Data excerpts =
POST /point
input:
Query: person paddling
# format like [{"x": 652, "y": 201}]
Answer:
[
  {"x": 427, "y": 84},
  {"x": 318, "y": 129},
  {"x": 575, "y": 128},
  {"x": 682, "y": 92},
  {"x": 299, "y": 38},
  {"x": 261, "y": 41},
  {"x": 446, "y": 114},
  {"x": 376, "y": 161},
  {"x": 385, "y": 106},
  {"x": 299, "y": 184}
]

What is needed = Turn the items above into a Markdown table with two columns, Row for the line number and Line for the text of that line. Skip any blank lines.

Response =
| Row | Line |
|---|---|
| 1 | POST /point |
| 2 | input: |
| 3 | Query: person paddling |
| 4 | # format like [{"x": 652, "y": 201}] |
| 5 | Answer: |
| 6 | [ |
| 7 |   {"x": 427, "y": 84}, |
| 8 |   {"x": 318, "y": 129}, |
| 9 |   {"x": 575, "y": 128}, |
| 10 |   {"x": 682, "y": 92}, |
| 11 |   {"x": 299, "y": 38}, |
| 12 |   {"x": 261, "y": 41}, |
| 13 |   {"x": 446, "y": 114}, |
| 14 |   {"x": 376, "y": 161}, |
| 15 |   {"x": 385, "y": 106}, |
| 16 |   {"x": 299, "y": 184} |
| 17 | ] |